_About this task_
From the rows below, pull out every line from the start of the rows through the line that contains "positive clicks: (322, 493)", including that line, and reproduce each one word for word. Leave the pictures out of your answer.

(Stored data entries)
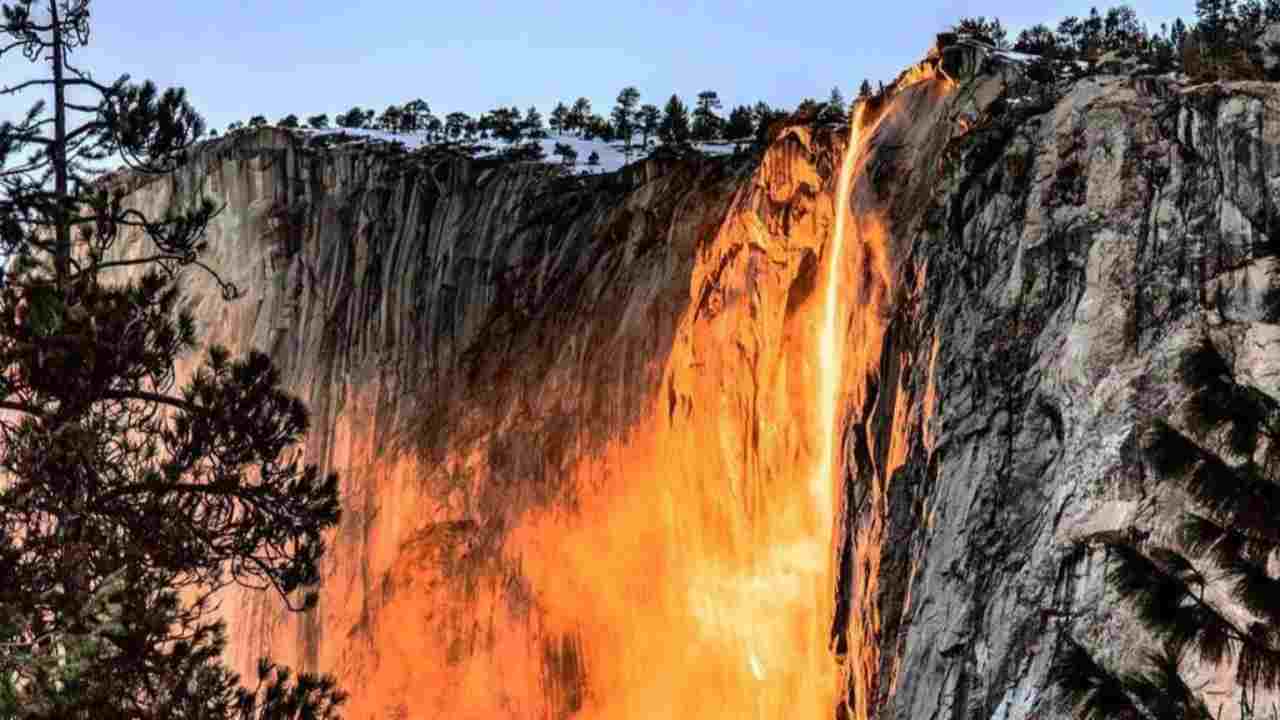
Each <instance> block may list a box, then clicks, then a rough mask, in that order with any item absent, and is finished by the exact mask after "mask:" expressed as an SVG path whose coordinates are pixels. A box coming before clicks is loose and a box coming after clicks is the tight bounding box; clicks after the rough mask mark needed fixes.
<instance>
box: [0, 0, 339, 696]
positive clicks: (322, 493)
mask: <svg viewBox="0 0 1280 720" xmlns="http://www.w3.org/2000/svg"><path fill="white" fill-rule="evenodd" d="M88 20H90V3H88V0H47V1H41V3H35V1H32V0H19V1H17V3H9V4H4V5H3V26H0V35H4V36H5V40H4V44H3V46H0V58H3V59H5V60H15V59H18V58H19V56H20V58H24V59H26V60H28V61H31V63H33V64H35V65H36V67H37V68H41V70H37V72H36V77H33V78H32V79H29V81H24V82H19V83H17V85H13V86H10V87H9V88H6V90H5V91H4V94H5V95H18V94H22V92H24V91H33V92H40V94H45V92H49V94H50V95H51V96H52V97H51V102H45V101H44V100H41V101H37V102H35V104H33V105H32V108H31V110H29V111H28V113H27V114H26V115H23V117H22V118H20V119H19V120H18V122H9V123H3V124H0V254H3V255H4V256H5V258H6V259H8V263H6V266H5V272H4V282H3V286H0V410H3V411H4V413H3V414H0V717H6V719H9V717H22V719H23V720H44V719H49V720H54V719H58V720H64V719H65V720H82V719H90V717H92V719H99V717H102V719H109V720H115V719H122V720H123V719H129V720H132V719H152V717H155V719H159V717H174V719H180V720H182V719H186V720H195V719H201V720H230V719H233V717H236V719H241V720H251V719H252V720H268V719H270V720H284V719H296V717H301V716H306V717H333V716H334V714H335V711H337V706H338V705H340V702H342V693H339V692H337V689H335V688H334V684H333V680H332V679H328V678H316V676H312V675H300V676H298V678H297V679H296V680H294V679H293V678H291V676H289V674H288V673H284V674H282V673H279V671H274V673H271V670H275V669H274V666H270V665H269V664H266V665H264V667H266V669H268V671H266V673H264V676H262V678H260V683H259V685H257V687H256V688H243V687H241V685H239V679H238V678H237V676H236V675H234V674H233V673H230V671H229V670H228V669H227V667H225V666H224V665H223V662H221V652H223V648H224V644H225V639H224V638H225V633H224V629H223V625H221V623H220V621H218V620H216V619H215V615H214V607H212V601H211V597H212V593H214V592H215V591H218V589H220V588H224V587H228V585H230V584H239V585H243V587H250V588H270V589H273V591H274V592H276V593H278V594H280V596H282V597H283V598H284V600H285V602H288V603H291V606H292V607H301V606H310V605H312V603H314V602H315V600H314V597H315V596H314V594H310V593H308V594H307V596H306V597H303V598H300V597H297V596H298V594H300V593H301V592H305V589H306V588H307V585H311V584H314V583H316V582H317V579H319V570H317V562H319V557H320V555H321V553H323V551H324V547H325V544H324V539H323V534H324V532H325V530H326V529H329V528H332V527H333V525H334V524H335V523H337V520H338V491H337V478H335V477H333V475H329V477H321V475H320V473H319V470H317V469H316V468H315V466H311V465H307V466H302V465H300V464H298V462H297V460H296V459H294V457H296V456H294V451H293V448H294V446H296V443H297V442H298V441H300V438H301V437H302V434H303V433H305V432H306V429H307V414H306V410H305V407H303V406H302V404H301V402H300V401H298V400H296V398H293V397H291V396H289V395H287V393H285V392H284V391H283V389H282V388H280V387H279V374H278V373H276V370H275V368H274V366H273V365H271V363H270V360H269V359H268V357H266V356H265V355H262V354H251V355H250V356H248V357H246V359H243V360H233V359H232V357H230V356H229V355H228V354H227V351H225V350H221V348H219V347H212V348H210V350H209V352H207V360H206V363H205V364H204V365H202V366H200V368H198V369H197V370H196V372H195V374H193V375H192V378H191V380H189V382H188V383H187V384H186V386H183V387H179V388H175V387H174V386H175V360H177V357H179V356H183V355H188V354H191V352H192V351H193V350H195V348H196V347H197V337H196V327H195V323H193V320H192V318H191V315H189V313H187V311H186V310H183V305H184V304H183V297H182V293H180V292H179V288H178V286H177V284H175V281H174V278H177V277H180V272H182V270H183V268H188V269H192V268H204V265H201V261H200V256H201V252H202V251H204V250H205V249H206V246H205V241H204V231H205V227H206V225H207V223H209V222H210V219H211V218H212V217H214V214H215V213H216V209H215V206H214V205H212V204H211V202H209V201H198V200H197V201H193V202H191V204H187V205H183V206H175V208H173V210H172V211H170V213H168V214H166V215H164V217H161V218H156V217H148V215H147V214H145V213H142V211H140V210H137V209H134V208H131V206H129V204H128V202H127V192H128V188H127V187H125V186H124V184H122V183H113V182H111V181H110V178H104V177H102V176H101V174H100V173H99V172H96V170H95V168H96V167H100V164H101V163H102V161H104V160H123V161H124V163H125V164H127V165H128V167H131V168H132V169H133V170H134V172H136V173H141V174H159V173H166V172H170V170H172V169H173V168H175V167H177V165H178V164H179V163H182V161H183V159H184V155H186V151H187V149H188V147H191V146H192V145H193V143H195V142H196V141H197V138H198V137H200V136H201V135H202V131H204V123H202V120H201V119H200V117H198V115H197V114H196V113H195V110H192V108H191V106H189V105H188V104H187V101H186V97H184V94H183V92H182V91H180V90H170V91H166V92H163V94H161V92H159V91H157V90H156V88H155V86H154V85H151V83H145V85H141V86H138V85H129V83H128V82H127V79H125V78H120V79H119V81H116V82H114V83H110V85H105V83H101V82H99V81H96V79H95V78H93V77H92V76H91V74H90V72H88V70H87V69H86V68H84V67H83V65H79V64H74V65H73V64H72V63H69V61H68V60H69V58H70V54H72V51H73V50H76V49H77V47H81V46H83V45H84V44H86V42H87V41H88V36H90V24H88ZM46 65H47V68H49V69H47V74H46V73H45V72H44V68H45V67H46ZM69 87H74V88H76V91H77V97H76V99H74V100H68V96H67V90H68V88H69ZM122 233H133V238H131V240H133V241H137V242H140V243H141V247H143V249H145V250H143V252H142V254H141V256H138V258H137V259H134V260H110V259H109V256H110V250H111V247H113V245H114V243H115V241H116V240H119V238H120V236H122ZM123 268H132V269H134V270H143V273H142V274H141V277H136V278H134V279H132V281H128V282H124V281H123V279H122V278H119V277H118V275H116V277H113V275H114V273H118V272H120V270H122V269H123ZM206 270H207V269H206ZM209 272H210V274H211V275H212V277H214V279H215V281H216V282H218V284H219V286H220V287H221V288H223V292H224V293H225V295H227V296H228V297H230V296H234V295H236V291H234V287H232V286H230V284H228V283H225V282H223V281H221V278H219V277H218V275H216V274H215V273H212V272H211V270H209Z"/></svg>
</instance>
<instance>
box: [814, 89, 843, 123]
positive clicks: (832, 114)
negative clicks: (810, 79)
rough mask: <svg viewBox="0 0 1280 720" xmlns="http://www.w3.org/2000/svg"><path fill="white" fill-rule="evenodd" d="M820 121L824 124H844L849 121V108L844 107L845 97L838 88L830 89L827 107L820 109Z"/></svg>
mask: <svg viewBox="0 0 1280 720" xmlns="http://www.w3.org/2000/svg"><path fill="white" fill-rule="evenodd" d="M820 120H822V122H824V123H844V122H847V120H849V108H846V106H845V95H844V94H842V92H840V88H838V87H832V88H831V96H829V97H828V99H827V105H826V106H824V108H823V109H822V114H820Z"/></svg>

_Solution for this task_
Each <instance> block may list a box, then clicks, then a rough mask, in that order with any item absent, and is finished by the exact mask after "mask:" expressed as an SVG path whose coordinates are pixels. A box coming before clicks is loose and a box coming after clicks is the tight bounding box; clicks after the rough mask mark needed fixes.
<instance>
box: [0, 0, 339, 696]
positive clicks: (322, 493)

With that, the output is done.